> _Texto do exercício_
------------------------

É a única celebração do ano em que não há a Eucaristia, pois todo o momento é dedicado à Paixão e à morte de Jesus. A homilia dá lugar à pregação do cardeal Raniero Cantalamessa, que nesta ocasião refletiu sobre o diálogo de Jesus com Pilatos, detendo-se sobre uma pergunta: “Que é a Verdade?”
“Como é atual esta página do Evangelho!”, comentou o cardeal italiano, que em sua análise utilizou referências ecléticas: além das Escrituras, citou o filósofo Søeren Kierkegaard, mas também autores menos “eclesiásticos”, como o autor do ciclo de romances e de filmes “O Senhor dos anéis”, John Ronald Tolkien. E não só: mencionou os debates sobre fé que correm pela internet.
Tudo acontece como se no mundo jamais tivesse existido um homem chamado Jesus Cristo. O resultado é que a palavra “Deus” se torna um recipiente vazio que cada um pode preencher ao seu bel-prazer.
Mas justamente por isso, observa Cantalamessa, Deus se preocupou em dar ele mesmo um conteúdo ao seu nome: “O Verbo se fez carne”. A Verdade se fez carne!
Há quem faça a objeção se tratar de um caso de megalomania demente e de uma fraude gigantesca ou há quem afirme que a verdade é relativa. Afirma-se que há muita injustiça e muito sofrimento no mundo para se crer em Deus.

------------------------

> _Instruções do exercício_
Transcreva fielmente o trecho do texto sobre a pregação de Cantalamessa, começando nas palavras que contêm "Mas justamente por" e parando depois de "crer em Deus.".

> _Dados_
------------------------

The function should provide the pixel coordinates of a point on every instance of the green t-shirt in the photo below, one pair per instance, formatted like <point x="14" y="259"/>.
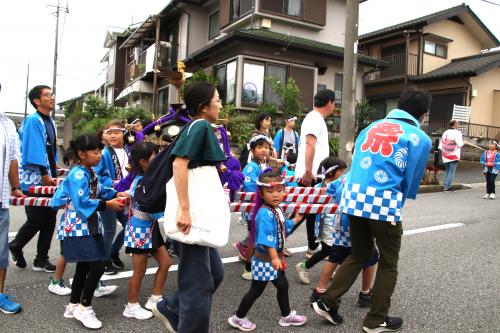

------------------------

> _Resposta do exercício_
Mas justamente por isso, observa Cantalamessa, Deus se preocupou em dar ele mesmo um conteúdo ao seu nome: “O Verbo se fez carne”. A Verdade se fez carne!
Há quem faça a objeção se tratar de um caso de megalomania demente e de uma fraude gigantesca ou há quem afirme que a verdade é relativa. Afirma-se que há muita injustiça e muito sofrimento no mundo para se crer em Deus.